■ **DIRECTIVE**
Copy every line below word for word, leaving out the pictures.

■ **EXTRACTED INFORMATION**
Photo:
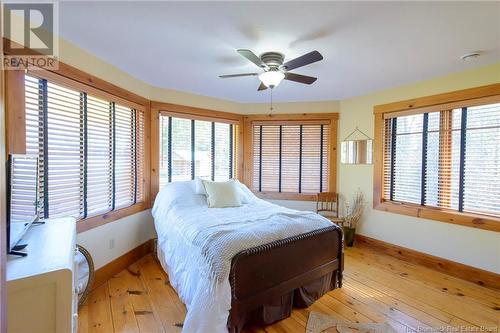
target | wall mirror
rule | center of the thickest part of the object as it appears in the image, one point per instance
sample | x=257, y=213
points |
x=85, y=273
x=356, y=151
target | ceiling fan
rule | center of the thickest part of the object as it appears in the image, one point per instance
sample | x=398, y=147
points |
x=275, y=70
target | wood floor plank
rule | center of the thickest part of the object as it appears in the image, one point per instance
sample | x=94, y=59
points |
x=433, y=279
x=147, y=320
x=100, y=319
x=166, y=307
x=121, y=304
x=472, y=315
x=377, y=288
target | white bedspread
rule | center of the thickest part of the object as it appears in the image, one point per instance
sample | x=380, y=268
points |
x=196, y=245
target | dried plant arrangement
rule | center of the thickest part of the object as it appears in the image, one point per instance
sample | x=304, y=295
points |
x=354, y=210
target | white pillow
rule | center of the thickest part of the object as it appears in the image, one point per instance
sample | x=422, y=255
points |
x=199, y=187
x=247, y=196
x=222, y=194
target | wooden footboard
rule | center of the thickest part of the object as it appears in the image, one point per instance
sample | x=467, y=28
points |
x=261, y=274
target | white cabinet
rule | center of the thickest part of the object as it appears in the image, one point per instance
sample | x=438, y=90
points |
x=41, y=287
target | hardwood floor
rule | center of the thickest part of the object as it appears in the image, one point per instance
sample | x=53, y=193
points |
x=377, y=288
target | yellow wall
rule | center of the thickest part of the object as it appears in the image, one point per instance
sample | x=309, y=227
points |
x=474, y=247
x=478, y=248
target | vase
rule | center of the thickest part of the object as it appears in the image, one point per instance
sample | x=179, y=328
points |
x=349, y=236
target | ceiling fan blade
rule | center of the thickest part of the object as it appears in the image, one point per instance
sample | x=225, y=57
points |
x=238, y=75
x=300, y=78
x=306, y=59
x=252, y=57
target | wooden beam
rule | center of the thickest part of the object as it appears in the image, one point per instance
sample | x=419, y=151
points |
x=440, y=99
x=15, y=117
x=147, y=157
x=292, y=116
x=468, y=273
x=155, y=153
x=190, y=112
x=92, y=222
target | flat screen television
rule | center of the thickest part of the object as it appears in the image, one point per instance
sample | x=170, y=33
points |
x=22, y=197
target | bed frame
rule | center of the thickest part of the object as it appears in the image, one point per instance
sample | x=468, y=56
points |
x=268, y=280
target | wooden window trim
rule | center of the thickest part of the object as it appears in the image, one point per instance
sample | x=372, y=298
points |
x=439, y=102
x=67, y=75
x=295, y=118
x=188, y=112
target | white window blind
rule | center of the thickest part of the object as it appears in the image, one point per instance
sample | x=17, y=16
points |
x=194, y=148
x=448, y=159
x=89, y=149
x=290, y=158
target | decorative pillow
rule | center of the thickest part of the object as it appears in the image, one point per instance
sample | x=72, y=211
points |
x=222, y=194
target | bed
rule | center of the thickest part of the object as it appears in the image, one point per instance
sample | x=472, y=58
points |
x=245, y=265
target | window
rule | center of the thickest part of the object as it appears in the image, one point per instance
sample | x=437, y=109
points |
x=90, y=150
x=292, y=156
x=448, y=159
x=441, y=162
x=192, y=148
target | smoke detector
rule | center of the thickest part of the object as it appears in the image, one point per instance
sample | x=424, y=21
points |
x=471, y=55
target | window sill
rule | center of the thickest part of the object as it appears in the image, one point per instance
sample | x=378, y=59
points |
x=96, y=221
x=479, y=221
x=286, y=196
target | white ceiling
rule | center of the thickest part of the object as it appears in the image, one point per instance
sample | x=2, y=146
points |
x=367, y=46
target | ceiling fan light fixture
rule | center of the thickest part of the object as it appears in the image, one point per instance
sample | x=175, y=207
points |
x=271, y=79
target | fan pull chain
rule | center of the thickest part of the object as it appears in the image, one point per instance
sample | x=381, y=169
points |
x=271, y=100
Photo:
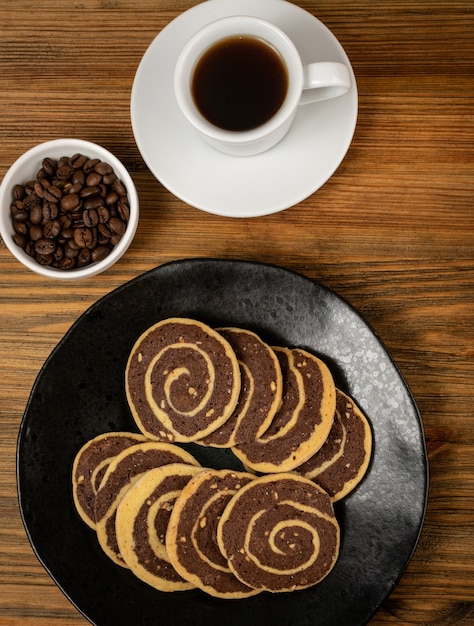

■ **TASK OUTPUT**
Photo:
target | wall mirror
rule | center of the thickest part of the object as it appears in the image, one point per instance
sample | x=257, y=213
points |
x=85, y=273
x=356, y=151
target | ceiling fan
rule | center of the thickest part of the object as it appears in the image, one point per instance
sample | x=398, y=147
points |
x=275, y=70
target | wood floor plank
rule | center of the thickest part of the object as it appears in the image, one point per instance
sample | x=94, y=59
points |
x=433, y=279
x=147, y=320
x=100, y=319
x=166, y=307
x=121, y=304
x=472, y=315
x=377, y=288
target | white bedspread
rule | center of the thickest part of the object as it appears in the image, one point per instance
sample | x=380, y=268
points |
x=196, y=245
target | dried plant arrangement
rule | center of the thickest part of the object as it appears in the image, one point per instance
sample | x=304, y=295
points |
x=354, y=210
target | white pillow
rule | center of the thickest part of the object as it appears in the image, one point per instance
sample | x=422, y=255
points |
x=199, y=187
x=247, y=196
x=222, y=194
target | wooden footboard
rule | center of the thickest part of the object as it appears in the image, one point per instance
sample | x=467, y=28
points |
x=261, y=274
target | white cabinet
rule | center of the thickest part of the object as it appears in the image, one point per instance
sample | x=438, y=90
points |
x=41, y=287
target | hardwood floor
rule | center of the thickest part of the object as it appears in the image, one point per instance
sample | x=53, y=193
points |
x=377, y=288
target | yellow wall
rule | center of the thickest part of the object as it appears in the image, one point per instance
sample | x=309, y=227
points |
x=474, y=247
x=478, y=248
target | vase
rule | center of the thickest part of the object as it appears in the image, one point per instance
sample | x=179, y=328
points |
x=349, y=236
target | ceiling fan blade
rule | center of the thickest part of the object as it appears in the image, one point per instance
sample | x=225, y=57
points |
x=238, y=75
x=300, y=78
x=306, y=59
x=252, y=57
target | wooden beam
rule | center of the thickest part of the object as it appears in the image, one point per instance
sample | x=419, y=151
points |
x=440, y=99
x=15, y=117
x=147, y=157
x=292, y=116
x=468, y=273
x=155, y=153
x=190, y=112
x=92, y=222
target | flat screen television
rule | center of the thickest part of the object as it appears in the image, one point per instance
sample | x=170, y=33
points |
x=22, y=197
target | bed frame
rule | center of the thickest part of the object as it appears in the image, one point per instance
sample | x=468, y=56
points |
x=268, y=280
target | wooden window trim
rule | center of the thickest part of the object as it appears in the image, one point per instance
sample | x=372, y=298
points |
x=439, y=102
x=67, y=75
x=295, y=118
x=188, y=112
target | white window blind
rule | center of the thickest part of the object as it appears in the image, one point per instance
sample | x=17, y=16
points |
x=194, y=148
x=448, y=159
x=89, y=149
x=290, y=158
target | decorative pillow
rule | center of the thickest part of the object as it appears in the image, one point per instance
sample | x=72, y=211
points |
x=222, y=194
target | bed
rule | center of the thickest part of the object as it appears in the image, one point per instance
sample | x=472, y=58
points |
x=245, y=265
target | window
rule | center of the thickest part of the object as it appears in the image, one point per instance
sample | x=437, y=109
points |
x=90, y=150
x=292, y=156
x=448, y=159
x=441, y=162
x=192, y=148
target | smoke detector
rule | center of the thickest part of the object as it appears in the image, one point per instance
sample | x=424, y=21
points |
x=471, y=55
target | window sill
rule | center of the thickest part of the object as it appears in the image, one point per instance
sample | x=378, y=59
points |
x=96, y=221
x=479, y=221
x=286, y=196
target | white ceiling
rule | center of the thickest part of the object as it appears in the image, one point per instance
sample | x=2, y=146
points |
x=367, y=46
target | ceiling fan light fixture
rule | center of the thickest part of the object as it appears in the image, one point per instance
sample | x=175, y=207
points |
x=271, y=79
target | fan pull chain
rule | center of the thickest part of the object as it appears in the image, one point per instance
sample | x=381, y=169
points |
x=271, y=100
Photo:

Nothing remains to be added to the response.